» EXERCISE TASK: Pick out every line of the data below that contains the word "orange" and copy those lines.

— Start ENTRIES SHOWN —

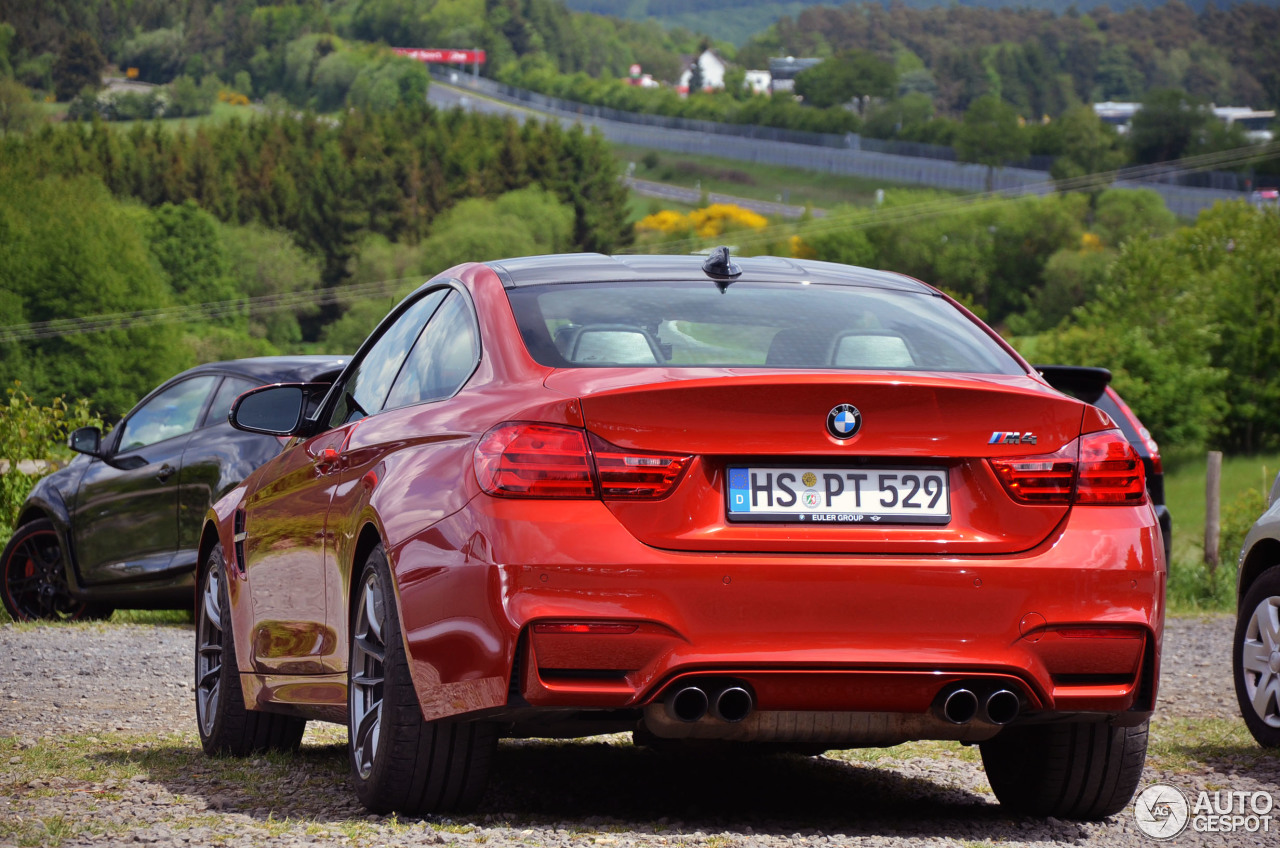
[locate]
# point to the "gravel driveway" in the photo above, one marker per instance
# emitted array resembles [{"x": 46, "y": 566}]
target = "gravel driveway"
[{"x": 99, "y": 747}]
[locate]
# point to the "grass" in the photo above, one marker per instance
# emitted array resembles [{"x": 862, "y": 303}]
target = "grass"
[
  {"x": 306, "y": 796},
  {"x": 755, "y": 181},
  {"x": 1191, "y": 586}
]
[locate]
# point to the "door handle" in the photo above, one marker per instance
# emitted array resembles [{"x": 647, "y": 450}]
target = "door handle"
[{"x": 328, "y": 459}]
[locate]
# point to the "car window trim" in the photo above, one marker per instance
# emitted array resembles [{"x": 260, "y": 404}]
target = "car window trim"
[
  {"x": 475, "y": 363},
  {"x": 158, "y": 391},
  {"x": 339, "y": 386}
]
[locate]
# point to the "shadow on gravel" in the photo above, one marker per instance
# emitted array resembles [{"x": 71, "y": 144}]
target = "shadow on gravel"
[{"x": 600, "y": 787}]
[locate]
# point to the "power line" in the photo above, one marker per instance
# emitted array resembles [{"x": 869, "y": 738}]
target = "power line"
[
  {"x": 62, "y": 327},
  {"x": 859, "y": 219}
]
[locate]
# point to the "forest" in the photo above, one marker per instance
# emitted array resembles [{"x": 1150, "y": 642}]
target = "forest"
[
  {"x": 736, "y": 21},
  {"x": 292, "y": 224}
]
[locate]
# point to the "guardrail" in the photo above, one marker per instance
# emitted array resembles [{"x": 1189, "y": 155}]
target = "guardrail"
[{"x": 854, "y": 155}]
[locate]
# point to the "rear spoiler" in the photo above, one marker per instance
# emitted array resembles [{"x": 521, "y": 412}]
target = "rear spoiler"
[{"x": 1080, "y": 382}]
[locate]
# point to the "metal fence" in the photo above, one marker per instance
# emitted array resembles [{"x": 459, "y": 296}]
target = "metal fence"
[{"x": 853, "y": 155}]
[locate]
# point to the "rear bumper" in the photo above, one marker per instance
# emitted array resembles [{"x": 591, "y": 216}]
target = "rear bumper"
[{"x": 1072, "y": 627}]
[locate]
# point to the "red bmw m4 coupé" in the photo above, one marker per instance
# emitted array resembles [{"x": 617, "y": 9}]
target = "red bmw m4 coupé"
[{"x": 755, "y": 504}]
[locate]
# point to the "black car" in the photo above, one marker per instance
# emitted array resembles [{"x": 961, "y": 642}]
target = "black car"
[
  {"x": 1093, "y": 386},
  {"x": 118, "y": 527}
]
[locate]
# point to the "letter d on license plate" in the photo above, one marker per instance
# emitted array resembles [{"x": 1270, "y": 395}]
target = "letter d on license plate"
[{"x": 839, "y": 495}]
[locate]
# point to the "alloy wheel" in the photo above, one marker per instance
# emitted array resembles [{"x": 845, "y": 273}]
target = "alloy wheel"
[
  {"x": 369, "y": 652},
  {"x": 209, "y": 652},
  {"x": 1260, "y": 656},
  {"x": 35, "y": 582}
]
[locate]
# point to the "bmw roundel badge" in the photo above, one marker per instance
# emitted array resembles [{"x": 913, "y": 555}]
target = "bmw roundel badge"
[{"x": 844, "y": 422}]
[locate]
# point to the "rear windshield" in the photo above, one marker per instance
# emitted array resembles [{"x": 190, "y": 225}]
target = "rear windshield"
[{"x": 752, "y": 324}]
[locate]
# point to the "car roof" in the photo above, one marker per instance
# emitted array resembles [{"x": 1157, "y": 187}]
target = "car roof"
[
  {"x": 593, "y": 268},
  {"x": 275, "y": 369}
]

— End ENTRIES SHOWN —
— Start ENTRIES SHOWN —

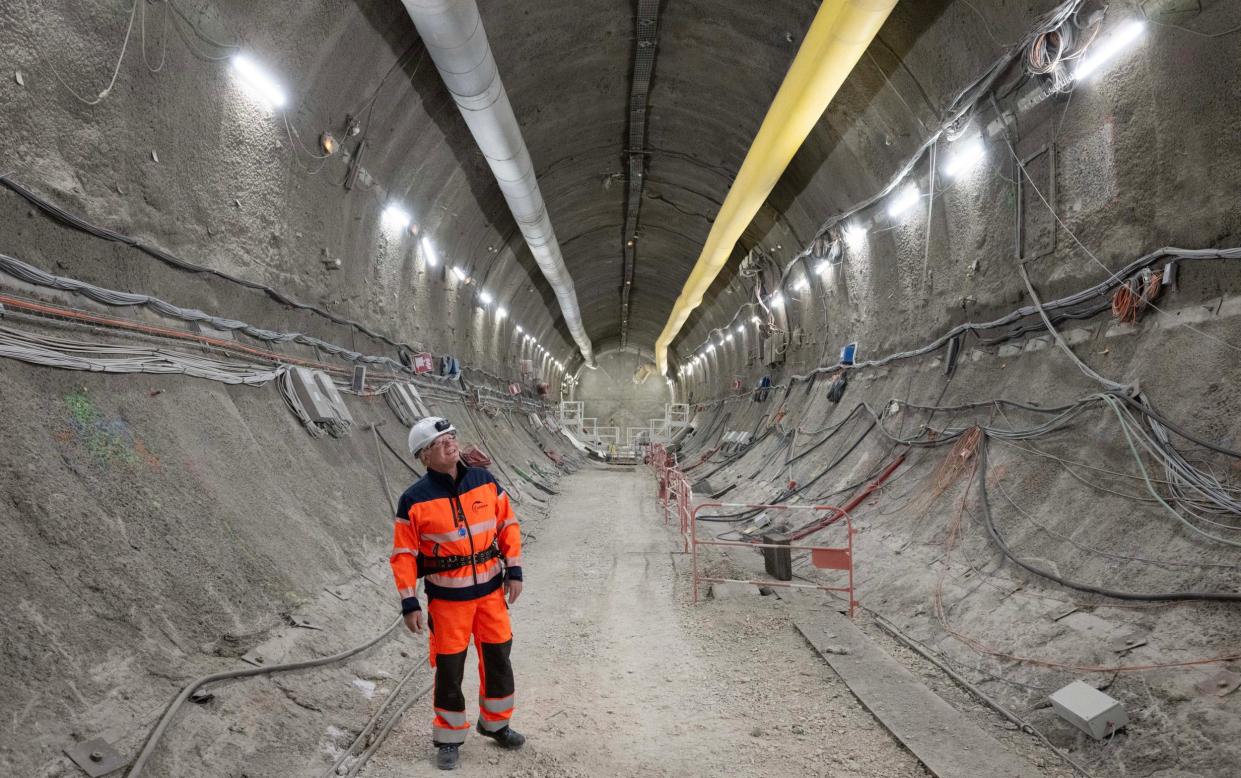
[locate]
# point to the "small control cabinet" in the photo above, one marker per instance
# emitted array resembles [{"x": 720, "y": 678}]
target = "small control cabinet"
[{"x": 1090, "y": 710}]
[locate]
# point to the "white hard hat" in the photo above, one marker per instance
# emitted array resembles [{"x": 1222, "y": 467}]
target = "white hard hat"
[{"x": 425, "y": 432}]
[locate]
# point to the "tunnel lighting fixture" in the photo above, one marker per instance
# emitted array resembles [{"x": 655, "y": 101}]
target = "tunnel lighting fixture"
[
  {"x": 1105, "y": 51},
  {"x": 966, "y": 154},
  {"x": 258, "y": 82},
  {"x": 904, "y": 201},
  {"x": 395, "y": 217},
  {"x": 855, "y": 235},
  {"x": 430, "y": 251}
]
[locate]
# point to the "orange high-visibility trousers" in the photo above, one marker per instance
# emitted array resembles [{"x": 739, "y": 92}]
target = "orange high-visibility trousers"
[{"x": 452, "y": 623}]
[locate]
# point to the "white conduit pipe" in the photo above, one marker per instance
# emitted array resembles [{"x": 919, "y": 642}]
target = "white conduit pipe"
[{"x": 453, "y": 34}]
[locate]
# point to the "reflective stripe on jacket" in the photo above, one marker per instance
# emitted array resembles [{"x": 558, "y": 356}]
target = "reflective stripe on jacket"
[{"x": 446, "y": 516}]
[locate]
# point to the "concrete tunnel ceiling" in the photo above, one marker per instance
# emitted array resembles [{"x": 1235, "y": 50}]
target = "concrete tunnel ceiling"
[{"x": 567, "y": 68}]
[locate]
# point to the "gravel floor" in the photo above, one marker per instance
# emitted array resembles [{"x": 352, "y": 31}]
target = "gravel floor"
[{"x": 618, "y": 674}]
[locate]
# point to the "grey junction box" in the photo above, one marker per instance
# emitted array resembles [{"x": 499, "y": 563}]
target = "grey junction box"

— End ENTRIES SHOWN —
— Start ENTRIES SHOWN —

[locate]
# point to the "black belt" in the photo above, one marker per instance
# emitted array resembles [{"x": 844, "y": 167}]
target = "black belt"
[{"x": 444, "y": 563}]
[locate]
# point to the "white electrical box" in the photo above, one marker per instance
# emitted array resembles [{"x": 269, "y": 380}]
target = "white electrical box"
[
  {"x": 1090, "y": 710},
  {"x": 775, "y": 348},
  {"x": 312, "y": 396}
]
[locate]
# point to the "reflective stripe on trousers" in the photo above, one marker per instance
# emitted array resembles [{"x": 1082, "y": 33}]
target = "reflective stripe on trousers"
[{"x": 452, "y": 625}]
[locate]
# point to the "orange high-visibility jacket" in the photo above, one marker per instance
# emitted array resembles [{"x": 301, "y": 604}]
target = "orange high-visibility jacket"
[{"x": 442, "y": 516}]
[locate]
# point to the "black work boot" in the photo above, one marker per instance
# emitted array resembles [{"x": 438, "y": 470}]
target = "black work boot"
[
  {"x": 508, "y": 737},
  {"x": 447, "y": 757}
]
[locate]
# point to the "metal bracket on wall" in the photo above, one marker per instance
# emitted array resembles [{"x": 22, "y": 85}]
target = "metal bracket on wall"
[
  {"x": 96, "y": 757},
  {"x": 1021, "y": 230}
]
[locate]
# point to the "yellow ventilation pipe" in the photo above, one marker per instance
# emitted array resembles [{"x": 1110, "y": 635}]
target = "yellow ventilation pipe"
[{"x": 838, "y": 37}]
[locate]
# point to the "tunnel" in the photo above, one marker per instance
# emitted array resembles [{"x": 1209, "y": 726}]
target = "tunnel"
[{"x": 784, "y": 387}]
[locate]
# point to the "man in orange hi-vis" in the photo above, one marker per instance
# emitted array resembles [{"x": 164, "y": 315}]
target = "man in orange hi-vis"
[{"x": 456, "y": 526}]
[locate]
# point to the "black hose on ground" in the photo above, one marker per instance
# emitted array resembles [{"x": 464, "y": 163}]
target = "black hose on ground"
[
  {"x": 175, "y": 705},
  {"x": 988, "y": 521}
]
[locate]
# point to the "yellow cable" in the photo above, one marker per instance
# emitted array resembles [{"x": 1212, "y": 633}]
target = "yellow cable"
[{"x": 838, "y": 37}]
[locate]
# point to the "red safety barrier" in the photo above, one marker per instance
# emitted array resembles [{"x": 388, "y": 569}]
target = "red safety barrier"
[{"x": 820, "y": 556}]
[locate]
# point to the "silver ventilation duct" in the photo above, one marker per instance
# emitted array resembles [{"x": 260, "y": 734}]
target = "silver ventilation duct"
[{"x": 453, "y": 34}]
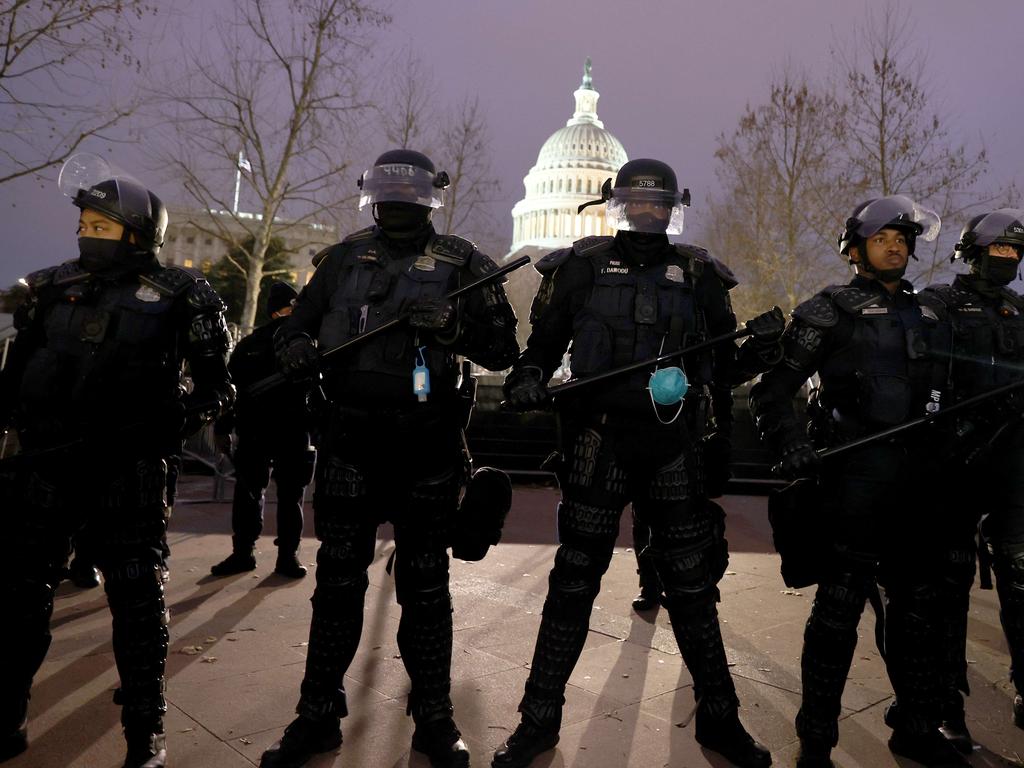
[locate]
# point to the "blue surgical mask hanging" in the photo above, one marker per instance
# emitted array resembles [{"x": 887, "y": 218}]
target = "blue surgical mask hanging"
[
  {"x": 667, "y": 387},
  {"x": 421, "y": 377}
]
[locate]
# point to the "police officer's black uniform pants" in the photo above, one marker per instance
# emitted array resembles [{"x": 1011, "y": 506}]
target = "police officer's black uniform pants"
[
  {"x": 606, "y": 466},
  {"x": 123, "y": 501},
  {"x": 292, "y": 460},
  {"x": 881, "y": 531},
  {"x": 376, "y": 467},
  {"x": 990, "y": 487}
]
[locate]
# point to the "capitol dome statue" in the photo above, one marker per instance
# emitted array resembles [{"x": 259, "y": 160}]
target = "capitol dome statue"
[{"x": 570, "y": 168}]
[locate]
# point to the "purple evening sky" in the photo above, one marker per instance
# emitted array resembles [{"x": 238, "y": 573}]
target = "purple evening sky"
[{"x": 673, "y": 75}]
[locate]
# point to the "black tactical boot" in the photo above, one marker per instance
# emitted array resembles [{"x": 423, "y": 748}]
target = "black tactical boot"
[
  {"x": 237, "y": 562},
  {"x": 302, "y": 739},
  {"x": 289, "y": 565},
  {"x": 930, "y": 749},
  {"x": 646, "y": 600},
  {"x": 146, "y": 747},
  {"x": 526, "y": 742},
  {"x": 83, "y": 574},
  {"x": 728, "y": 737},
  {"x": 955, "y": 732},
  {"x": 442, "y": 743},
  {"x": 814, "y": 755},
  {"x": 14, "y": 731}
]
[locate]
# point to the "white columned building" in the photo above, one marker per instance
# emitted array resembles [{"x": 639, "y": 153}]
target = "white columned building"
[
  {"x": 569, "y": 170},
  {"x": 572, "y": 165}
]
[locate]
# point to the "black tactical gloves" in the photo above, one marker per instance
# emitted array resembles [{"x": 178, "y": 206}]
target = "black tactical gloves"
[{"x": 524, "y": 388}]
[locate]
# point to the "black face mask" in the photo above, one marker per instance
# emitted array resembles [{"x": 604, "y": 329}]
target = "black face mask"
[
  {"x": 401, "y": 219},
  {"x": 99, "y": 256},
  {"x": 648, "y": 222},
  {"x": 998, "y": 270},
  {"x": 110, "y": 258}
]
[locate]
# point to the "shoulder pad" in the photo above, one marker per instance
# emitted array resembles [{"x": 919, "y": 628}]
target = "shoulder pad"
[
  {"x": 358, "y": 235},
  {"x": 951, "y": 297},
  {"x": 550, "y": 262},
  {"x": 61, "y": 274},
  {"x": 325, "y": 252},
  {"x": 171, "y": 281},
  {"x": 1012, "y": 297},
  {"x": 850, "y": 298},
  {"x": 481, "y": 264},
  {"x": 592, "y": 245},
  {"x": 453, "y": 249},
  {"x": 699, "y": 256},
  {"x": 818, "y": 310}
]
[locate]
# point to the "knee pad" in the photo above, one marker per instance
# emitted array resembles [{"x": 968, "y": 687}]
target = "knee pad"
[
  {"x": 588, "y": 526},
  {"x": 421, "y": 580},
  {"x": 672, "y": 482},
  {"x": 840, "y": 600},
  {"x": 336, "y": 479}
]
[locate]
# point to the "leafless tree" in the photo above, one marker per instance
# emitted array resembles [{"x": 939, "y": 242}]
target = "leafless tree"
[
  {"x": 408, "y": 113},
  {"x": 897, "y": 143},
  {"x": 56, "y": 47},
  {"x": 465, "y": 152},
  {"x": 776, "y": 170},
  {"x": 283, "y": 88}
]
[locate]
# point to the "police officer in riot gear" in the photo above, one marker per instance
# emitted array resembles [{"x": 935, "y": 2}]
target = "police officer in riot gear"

— End ENTRIES SHOWN —

» RESULT FOR THIS TASK:
# point to the "orange high-visibility trousers" in the photo above, one marker per instance
target = "orange high-visibility trousers"
# point to the "orange high-visibility jacket" in the photo above, one marker per instance
target = "orange high-visibility jacket"
# point to the "man in orange hi-vis" in the photo above, one marker per instance
target = "man in orange hi-vis"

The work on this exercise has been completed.